Work required. Reproduce the items from the line containing "output [[355, 153]]." through the line containing "[[33, 823]]", requests included, adding 139 to every coordinate in the answer points and leaving the sample outputs in the requests unchanged.

Source records.
----------

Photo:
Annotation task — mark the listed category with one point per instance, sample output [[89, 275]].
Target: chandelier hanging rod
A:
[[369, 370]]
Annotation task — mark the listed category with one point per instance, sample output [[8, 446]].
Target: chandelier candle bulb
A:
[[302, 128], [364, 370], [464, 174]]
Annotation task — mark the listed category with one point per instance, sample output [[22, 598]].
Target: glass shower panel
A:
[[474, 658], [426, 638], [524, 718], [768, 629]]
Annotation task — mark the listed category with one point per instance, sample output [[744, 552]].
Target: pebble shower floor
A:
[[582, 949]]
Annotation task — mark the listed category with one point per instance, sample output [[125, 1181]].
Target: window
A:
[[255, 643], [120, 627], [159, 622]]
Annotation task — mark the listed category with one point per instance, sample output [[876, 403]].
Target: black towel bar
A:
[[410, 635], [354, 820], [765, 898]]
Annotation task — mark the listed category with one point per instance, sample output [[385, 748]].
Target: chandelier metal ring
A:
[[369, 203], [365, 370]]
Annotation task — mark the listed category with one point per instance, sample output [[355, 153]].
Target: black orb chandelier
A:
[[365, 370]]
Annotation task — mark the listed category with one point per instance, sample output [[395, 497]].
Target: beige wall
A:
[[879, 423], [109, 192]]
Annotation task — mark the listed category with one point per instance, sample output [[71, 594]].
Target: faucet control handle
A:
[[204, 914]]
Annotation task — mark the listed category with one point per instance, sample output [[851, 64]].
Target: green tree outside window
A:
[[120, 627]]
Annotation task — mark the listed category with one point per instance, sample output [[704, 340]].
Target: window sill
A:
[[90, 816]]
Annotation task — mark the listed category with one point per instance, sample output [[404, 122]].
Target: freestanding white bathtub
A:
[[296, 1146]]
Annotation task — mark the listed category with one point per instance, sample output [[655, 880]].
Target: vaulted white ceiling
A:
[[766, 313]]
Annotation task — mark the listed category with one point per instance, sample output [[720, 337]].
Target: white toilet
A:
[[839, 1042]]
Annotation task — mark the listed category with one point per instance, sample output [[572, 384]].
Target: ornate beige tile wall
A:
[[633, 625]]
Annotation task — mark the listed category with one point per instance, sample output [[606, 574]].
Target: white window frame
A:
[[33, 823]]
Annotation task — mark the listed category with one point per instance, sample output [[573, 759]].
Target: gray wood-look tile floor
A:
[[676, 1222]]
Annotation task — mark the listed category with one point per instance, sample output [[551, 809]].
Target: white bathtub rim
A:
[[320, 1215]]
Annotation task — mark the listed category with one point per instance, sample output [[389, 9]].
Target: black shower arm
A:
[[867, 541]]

----------

Response below.
Annotation task — mark the listed category with one point per instance, sample output [[355, 153]].
Target: black orb chandelier
A:
[[504, 509]]
Annotation task — mark the listed category with one point per instance, sample output [[395, 497]].
Target: beige wall
A:
[[1018, 562], [248, 331]]
Annotation task — mark the listed category with one point per instance, sample output [[71, 594]].
Target: faucet control handle
A:
[[343, 1053]]
Annotation task — mark the listed category with one point per instance, sample output [[851, 64]].
Target: green tree outside window
A:
[[259, 766]]
Annotation task — mark the listed category with one point per instance, sample output [[704, 340]].
Target: window sill
A:
[[229, 955]]
Annotation task — mark the listed category with one point per instance, sample output [[404, 122]].
Target: freestanding white bathtub
A:
[[435, 1285]]
Annotation task — mark the listed category with one point per instance, sample output [[655, 880]].
Target: vaulted white ceiling
A:
[[905, 452]]
Annotation task — mark the listed category with one point per instance, sample output [[720, 337]].
Target: white toilet
A:
[[978, 1181]]
Annotation task — mark the listed category with one point per instance, sample output [[572, 384]].
Target: ornate beige tile wall
A:
[[772, 764]]
Annotation task — mark the listed category with one point per instance, sample output [[606, 574]].
Target: white window frame
A:
[[172, 962]]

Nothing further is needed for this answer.